Source document

= = =

At the Copenhagen global warming conference, researchers have been seeking attention to what's often been an "orphan" issue in the climate change debate: increasing ocean acidity and its risks for fisheries.
Walk the halls at the cavernous Bella Conference center and it's no surprise that global warming gets all the buzz, all the time. Carbon dioxide's other effect, to increase the acidity of sea water, is a bit like the toddler constantly tugging at the trouser legs of its elders, asking: "What about me?"
On Monday, the UN Convention on Biological Diversity attempted to strengthen that tug by releasing a "synthesis report" on ocean acidification. The oceans' acidity has increased 30 percent over the last 250 years. But at current carbon-dioxide emission rates from factories, power plants, and other human activities, ocean acidity could increase by 150 percent by 2050, according to the survey of recent research on the subject.

= = =

[Stored entries]
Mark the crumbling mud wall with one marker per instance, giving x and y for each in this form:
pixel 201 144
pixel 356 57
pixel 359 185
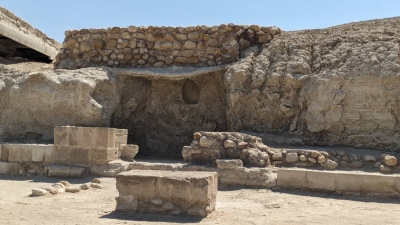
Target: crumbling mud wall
pixel 198 46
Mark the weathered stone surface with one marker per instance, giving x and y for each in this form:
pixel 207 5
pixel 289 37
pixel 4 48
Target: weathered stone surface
pixel 191 193
pixel 96 186
pixel 73 189
pixel 128 152
pixel 390 160
pixel 38 192
pixel 229 163
pixel 67 171
pixel 292 157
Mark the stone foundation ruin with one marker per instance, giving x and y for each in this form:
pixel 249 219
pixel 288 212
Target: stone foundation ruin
pixel 220 104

= = =

Study questions
a: List every numerical figure given in the ocean acidification text, including its unit where one is stated.
b: Proceed with the article on ocean acidification at the Copenhagen conference, starting after its final sentence.

Answers for the exercise
a:
- 30 percent
- 250 years
- 150 percent
- 2050

b:
If that occurs, it would represent an increase some 100 times faster than ocean life has experienced in the last 20 million years – a rate that outpaces the ability of shell-building marine life to adapt to the shift through evolution. As the oceans become more acidic, they eat into stores of carbonate minerals dissolved in seawater. Many ocean animals use various forms of these carbonates to build shells, or in the case of corals, to generate the skeletons they live in and that form coral reefs.
Humans rely on many of these animals indirectly, since they serve as food for large fish. And they rely on some of them directly as food – lobsters, clams, oysters, conch, and a range of other high-value creatures. In the case of corals, reefs provide a dual benefit as nurseries for fish, and as a first barrier against coastal erosion from high waves and storm surges.